(What you should do): Transcribe the whole listing below. Pictures do not go in the copy.

(The input):
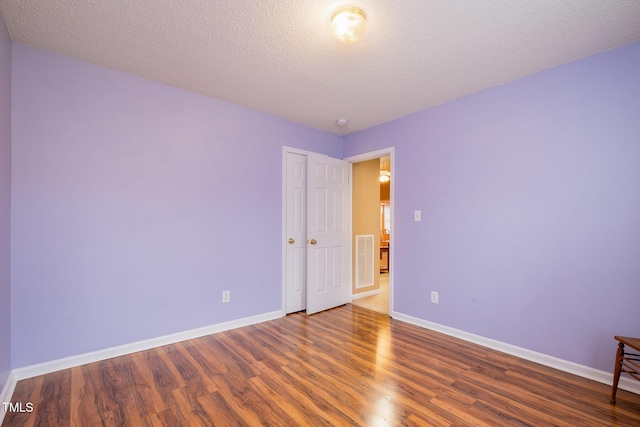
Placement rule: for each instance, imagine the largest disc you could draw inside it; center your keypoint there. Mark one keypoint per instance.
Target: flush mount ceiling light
(347, 24)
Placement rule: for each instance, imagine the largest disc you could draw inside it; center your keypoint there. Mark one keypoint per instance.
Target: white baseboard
(108, 353)
(365, 294)
(7, 392)
(553, 362)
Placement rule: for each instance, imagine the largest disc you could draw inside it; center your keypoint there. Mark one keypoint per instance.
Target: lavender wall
(530, 199)
(135, 205)
(5, 203)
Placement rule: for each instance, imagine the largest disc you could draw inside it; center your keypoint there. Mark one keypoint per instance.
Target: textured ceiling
(278, 56)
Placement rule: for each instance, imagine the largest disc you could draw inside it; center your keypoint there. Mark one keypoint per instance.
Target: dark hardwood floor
(346, 366)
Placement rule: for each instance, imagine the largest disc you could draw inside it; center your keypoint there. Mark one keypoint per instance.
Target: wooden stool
(626, 362)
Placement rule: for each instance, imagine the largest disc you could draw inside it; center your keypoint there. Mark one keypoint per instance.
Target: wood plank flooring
(342, 367)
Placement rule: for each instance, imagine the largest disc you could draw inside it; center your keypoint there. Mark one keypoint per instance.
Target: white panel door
(296, 228)
(327, 233)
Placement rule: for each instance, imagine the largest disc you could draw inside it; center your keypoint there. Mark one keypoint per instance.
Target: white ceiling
(278, 56)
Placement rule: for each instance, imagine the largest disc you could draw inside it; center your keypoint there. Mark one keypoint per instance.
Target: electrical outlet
(434, 297)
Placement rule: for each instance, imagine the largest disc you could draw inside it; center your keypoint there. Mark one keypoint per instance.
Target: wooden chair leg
(617, 371)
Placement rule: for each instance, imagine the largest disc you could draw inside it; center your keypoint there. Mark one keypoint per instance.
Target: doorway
(316, 232)
(375, 166)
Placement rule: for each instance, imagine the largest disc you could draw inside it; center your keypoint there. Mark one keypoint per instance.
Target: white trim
(533, 356)
(365, 294)
(7, 393)
(391, 152)
(108, 353)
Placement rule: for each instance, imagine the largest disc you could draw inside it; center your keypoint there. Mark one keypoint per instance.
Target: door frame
(389, 151)
(283, 274)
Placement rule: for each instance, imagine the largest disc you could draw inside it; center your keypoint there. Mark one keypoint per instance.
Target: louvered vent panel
(364, 260)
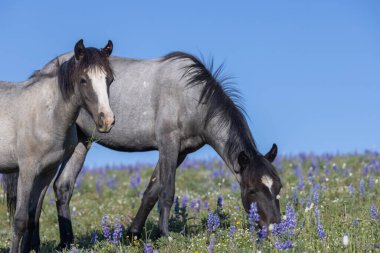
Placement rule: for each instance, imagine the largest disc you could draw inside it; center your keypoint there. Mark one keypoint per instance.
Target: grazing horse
(37, 128)
(175, 105)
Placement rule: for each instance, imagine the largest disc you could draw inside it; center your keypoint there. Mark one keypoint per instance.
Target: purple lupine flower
(371, 183)
(298, 173)
(74, 250)
(219, 202)
(210, 247)
(234, 186)
(205, 204)
(106, 229)
(327, 171)
(135, 180)
(232, 230)
(176, 207)
(373, 212)
(288, 224)
(184, 201)
(253, 216)
(335, 168)
(324, 188)
(111, 182)
(294, 195)
(148, 248)
(316, 197)
(192, 204)
(365, 171)
(263, 232)
(281, 246)
(351, 189)
(117, 233)
(98, 185)
(198, 205)
(94, 237)
(362, 187)
(213, 221)
(321, 232)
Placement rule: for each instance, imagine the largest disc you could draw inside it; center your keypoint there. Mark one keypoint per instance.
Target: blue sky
(309, 71)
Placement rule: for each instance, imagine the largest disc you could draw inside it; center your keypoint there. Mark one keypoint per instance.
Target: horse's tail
(9, 182)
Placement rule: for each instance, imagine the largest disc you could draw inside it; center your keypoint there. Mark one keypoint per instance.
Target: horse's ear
(271, 155)
(79, 50)
(243, 160)
(108, 48)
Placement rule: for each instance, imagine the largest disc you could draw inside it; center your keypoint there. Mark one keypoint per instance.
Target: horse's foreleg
(63, 188)
(25, 185)
(169, 153)
(149, 199)
(31, 238)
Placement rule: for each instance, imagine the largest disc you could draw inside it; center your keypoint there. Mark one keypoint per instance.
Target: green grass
(338, 211)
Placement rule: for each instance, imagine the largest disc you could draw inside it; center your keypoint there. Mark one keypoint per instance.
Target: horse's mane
(69, 70)
(223, 100)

(Your solution):
Placement rule: for each instance, imagine the largest disc you could draw inside it; center your keypoint there. Mark one keypoint per instance.
Target: flush mount ceiling light
(347, 24)
Placement rule: for each instance, imagine the largest disc you could draw inside it; center your keypoint there. Mark one keypoint per instance.
Target: white baseboard
(108, 353)
(365, 294)
(7, 392)
(553, 362)
Placement rule: for each instance, imagine the largest disc you could draw inside it; center your keypoint there. Mark one keypoint per instance.
Target: lavender wall
(530, 199)
(135, 205)
(5, 203)
Placement rule: for each instance, imagine the largest disc you could draw inside it; center your keypoint there. Mark one keypoint per instance.
Target: textured ceiling
(278, 56)
Placement rule: for each instance, imagine the largest disc you could draw inside it; center your keypoint there. Mark one keypoint per instance.
Target: dark hardwood floor
(346, 366)
Placement rule: for each instance, imagine the largest disc you could draw inside it; center your keypoint there. Mark one keypoint per instance.
Target: wooden stool
(626, 362)
Placement rule: for each instance, imagine the largest disc you could draw inside it; center your keypoint there. Mark one keypoint per instance.
Target: wood plank flooring
(342, 367)
Placement rule: for each instance, imagine the largest disc you could draw inside it; center your keypoint there. Mark one keypoint per instance.
Target: white panel door
(296, 228)
(327, 233)
Placement rule: for each instance, imagine the largest disc you could draw inside it; center your keypoint there. Mark one keypoint per instance.
Target: white ceiling
(278, 56)
Placement rule: for each instance, imagine the largest disc you could draw inside it; center your keypoint there. Mark one keypoint per instance.
Target: electrical outlet
(434, 297)
Placement rule: for each instance, imagine the largest disc you could draw inside it; center your keypoint there. Mark one keypoint per instance.
Target: wooden chair leg
(617, 371)
Placement rule: for each instance, imagine the largest disc you could draw inside it; center your keypoint there. Mark one keypoint per instance.
Target: doorway
(316, 232)
(375, 166)
Placement rule: for each instance, imagine the largest disc you could draw inside it; center your keypoint there. Mark one keypoint per instance.
Target: white trim
(533, 356)
(365, 294)
(7, 393)
(391, 152)
(108, 353)
Placement rule: for each instance, imagine the largest disc you could draw inside it; center your keypoint there. Mark one keypoint per instance.
Target: door frame
(389, 151)
(283, 274)
Placement rule: for each instance, imagine the largest disc you could draw inside it; center your keypoint there. Mark one keypoint per instance.
Target: louvered vent panel
(364, 260)
Placement rule: for each instance, imagine the largest disc you could draw inside it; center your keypoint there. Mark one keypoint per instance.
Target: grazing horse
(37, 128)
(175, 105)
Placement rule: for each instance, imagine the largest disc you could draw inside it; center your keypoint there. Mark one keypoint per instance.
Target: purple lupine flower
(371, 183)
(298, 173)
(74, 250)
(219, 202)
(210, 247)
(234, 186)
(205, 204)
(106, 229)
(327, 171)
(135, 180)
(232, 230)
(176, 207)
(373, 212)
(288, 224)
(184, 201)
(253, 216)
(335, 168)
(324, 188)
(111, 182)
(294, 195)
(148, 248)
(316, 197)
(192, 204)
(365, 171)
(263, 232)
(281, 246)
(351, 189)
(117, 233)
(98, 185)
(198, 205)
(94, 237)
(362, 187)
(213, 221)
(321, 232)
Placement rule: for each instance, imagine the largest disc you could draw inside it; center your keypoint there. Mark one keypoint per instance.
Target: blue sky
(309, 71)
Placement rule: for each instance, imagine the largest disc you could draw inside it; center your keypoint there. Mark one keypoint per instance.
Target: horse's tail
(9, 182)
Placement rule: for each instance, imagine the largest disc you could draw inside it; center your keypoint there. Mark one keypoint per instance.
Target: horse's ear
(271, 155)
(79, 50)
(243, 160)
(108, 48)
Placement rule: for each instance, imagine the largest disc you could draw inside it; center your keypoint there. Mark one keypoint per instance.
Target: horse's foreleg
(63, 188)
(25, 185)
(169, 153)
(149, 199)
(31, 238)
Placement rule: for each instance, imagine the largest disc you could draw inside it; center your keypoint there. Mark one keypoint per instance.
Target: green grass
(338, 211)
Placement rule: for each instance, imagine the largest disc you could draw inside it; center your keypoint there. Mark one keypoint per instance.
Target: horse's mane
(69, 70)
(223, 100)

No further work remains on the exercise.